Texte d'étude –
+ + + +

La Banque Centrale Européenne envisage une montée en puissance de sa stratégie de « QE » (d’après le terme anglais quantitative easing) ou « assouplissement quantitatif ». Il s’agit d’un ensemble d’opérations spéculatives qui ont pour but d’augmenter la masse monétaire à la disposition des banques dans les différents pays européens.
Depuis 2007-2008, l’économie européenne stagne, et plusieurs pays sont en récession.
L’un des facteurs qui a considérablement aggravé la crise économique était la « bulle » financière qui a éclaté cette année-là. La « bulle » était le résultat d’une croissance exponentielle de crédit, et donc d’endettement, dans la période précédente, ce qui avait permis de stimuler artificiellement l’économie capitaliste. Mais avec la saturation des marchés et le phénomène de « surproduction » dans pratiquement tous les secteurs clés de l’économie, une vaste quantité de l’argent prêté n’allait jamais être remboursée, ce qui plongeait les banques dans une situation financière potentiellement désastreuse.
Ainsi, après de longues années d’« austérité » frappant les travailleurs et les services publics sous prétexte que les caisses étaient « vides », des centaines de milliards d’euros ont été miraculeusement trouvés et aussitôt injectés dans les circuits bancaires pour éviter des faillites en chaîne. Pour compenser cette dépense énorme, la Banque Centrale Européenne a insisté pour une accélération des réformes (en réalité des contre-réformes), pour réduire les dépenses publiques et sociales, ainsi que le soi-disant « coût du travail ». En fait, le travail salarié ne coûte absolument rien aux capitalistes, puisque la valeur des salaires est créée par le travailleur lui-même, au cours de sa journée. La valeur qu’il crée au-delà de ce point constitue le profit du capitaliste. Réduire le « coût du travail » signifie en réalité payer le travailleur moins et augmenter d’autant la part du profit.

+ + + +

Données fournies –
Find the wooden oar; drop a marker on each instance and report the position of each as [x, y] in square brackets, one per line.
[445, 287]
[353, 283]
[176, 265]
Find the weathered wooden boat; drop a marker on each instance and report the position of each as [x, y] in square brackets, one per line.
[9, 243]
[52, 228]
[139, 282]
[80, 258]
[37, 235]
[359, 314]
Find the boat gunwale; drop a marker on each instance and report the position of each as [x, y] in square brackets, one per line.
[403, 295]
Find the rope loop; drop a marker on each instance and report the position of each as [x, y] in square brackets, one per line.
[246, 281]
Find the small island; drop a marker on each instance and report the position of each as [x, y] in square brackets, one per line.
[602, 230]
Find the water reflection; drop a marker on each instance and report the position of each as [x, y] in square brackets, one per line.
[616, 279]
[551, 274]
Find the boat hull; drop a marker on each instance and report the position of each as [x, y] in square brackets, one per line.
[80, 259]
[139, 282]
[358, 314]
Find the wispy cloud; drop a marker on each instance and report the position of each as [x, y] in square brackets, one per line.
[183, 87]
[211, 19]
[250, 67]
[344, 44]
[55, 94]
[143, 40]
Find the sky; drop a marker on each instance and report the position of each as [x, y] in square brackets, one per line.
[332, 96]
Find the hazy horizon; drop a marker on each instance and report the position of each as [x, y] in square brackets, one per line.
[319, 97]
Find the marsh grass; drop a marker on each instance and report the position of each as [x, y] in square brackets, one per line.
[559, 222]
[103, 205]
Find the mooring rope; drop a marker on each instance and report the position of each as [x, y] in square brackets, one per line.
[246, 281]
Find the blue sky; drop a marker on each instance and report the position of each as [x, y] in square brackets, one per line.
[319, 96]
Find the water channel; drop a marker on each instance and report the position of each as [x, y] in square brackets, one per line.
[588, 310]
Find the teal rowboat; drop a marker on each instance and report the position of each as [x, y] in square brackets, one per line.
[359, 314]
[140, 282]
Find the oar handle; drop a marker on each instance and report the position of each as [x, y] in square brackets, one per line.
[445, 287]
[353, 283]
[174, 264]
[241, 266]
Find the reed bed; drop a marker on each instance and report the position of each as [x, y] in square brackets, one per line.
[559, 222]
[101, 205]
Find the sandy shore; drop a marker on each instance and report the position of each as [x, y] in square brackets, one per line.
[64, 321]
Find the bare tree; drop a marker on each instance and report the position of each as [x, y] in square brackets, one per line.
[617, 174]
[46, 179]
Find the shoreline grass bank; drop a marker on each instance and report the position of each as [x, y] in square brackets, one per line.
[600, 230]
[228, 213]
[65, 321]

+ + + +

Exercices proposés –
- 1) Depuis quelle période le texte d'étude situe-t-il la stagnation de l'économie européenne ?
- 2) Reprenez le passage du texte d'étude allant de « Depuis 2007-2008, l’économie » à « financière potentiellement désastreuse. » en renommant « bulle » en « bulle spéculative ».
- 3) Relevez toutes les expressions distinctes que le texte d'étude place entre guillemets.

Corrigés des exercices –
- 1) Depuis 2007-2008.

- 2)
Depuis 2007-2008, l’économie européenne stagne, et plusieurs pays sont en récession.
L’un des facteurs qui a considérablement aggravé la crise économique était la « bulle spéculative » financière qui a éclaté cette année-là. La « bulle spéculative » était le résultat d’une croissance exponentielle de crédit, et donc d’endettement, dans la période précédente, ce qui avait permis de stimuler artificiellement l’économie capitaliste. Mais avec la saturation des marchés et le phénomène de « surproduction » dans pratiquement tous les secteurs clés de l’économie, une vaste quantité de l’argent prêté n’allait jamais être remboursée, ce qui plongeait les banques dans une situation financière potentiellement désastreuse.

- 3) « QE », « assouplissement quantitatif », « bulle », « surproduction », « austérité », « vides », « coût du travail »